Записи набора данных

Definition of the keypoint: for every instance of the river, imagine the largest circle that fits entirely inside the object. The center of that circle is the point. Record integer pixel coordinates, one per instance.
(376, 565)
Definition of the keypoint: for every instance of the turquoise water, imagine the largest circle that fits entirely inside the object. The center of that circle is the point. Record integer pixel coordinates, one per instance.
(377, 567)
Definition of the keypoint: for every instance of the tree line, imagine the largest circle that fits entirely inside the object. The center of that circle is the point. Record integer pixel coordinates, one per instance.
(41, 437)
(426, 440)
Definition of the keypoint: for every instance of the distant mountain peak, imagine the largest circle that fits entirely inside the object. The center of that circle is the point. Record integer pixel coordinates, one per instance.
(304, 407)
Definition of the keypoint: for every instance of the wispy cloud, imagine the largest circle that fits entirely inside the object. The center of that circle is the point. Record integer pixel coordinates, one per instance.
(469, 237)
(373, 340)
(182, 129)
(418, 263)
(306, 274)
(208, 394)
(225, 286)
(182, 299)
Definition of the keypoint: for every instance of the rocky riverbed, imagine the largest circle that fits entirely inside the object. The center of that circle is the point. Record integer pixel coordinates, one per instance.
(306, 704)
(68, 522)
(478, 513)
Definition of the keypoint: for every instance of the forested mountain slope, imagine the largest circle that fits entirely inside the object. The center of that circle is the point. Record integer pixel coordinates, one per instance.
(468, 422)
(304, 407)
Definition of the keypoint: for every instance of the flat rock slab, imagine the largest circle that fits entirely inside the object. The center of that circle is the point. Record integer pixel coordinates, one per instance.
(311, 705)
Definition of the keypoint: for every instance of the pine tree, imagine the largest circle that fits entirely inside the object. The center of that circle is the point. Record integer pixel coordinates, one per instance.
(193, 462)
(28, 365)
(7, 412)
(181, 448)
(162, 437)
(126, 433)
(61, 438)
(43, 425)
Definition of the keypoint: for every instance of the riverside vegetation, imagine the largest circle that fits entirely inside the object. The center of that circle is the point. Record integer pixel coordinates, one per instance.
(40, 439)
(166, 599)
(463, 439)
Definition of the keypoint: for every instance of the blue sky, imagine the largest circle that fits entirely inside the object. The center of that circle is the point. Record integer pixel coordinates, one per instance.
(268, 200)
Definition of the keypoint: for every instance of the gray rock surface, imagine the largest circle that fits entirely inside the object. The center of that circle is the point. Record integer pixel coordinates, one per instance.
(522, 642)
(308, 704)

ЗАДАНИЕ.
Замените во всех записях "turquoise water" на "emerald water" и приведите их снова. Всё остальное должно остаться прежним.

ПОЛНЫЙ ОТВЕТ.
Definition of the keypoint: for every instance of the river, imagine the largest circle that fits entirely inside the object. The center of that circle is the point. Record integer pixel coordinates, one per instance.
(376, 565)
Definition of the keypoint: for every instance of the emerald water, imagine the largest circle that fits entirely inside the object. The center of that circle is the point. Record integer pixel coordinates, one per instance.
(377, 567)
Definition of the keypoint: for every instance of the tree line, imagine the largest circle that fits entirely inside the object. The center of that circle is the point. Record integer pixel coordinates, one per instance.
(41, 437)
(426, 440)
Definition of the keypoint: for every instance of the distant mountain peak, imagine the largest circle that fits entirely inside the object. The center of that circle is the point. Record integer pixel coordinates, one per instance.
(304, 407)
Definition of the keypoint: for every instance of the wispy cloud, imagine the largest circle that fits entirely inside the object. The center of that circle is the point. Record integer pixel coordinates, one per instance.
(469, 237)
(373, 340)
(182, 129)
(418, 263)
(306, 274)
(208, 394)
(225, 286)
(182, 299)
Definition of the keypoint: for every instance of the rocky riverbed, imagine the largest circle that fits entirely inside the object. The center of that circle is the point. Record integer pixel coordinates, one per instance.
(306, 704)
(68, 522)
(478, 513)
Definition of the keypoint: for every instance of the forested mountain slope, imagine the largest circle that fits entirely inside the object. The center of that circle is the point. Record integer pixel coordinates, one per instance.
(468, 422)
(304, 407)
Definition of the keypoint: for every instance of the flat rock slab, imagine the largest circle that fits entirely inside the object. The center of that circle is the point. Record integer pixel coordinates, one per instance.
(311, 705)
Definition of the keypoint: for every instance of the pine tree, imagine the largest circle that fits entirely inside the object. The center of that circle is the point. Record integer pixel coordinates, one per instance.
(193, 462)
(28, 365)
(7, 412)
(181, 448)
(162, 437)
(126, 433)
(61, 438)
(43, 425)
Definition of the keypoint: for every instance of the riverside vegetation, imagine the largest circle that fits entirely inside the object. The center of that circle is the point. Record integer pixel coordinates, one per instance.
(40, 439)
(166, 599)
(463, 439)
Definition of the keypoint: for every instance of the blue sky, imagine the largest circle that fits entirely inside the object. The center of that circle is the point. Record integer pixel coordinates, one per instance.
(268, 200)
Definition of the keypoint: for every instance of the gray rock surface, imagine the largest circle that fits entirely inside the object. The center of that circle is the point. Record integer pixel coordinates, one per instance.
(522, 642)
(308, 704)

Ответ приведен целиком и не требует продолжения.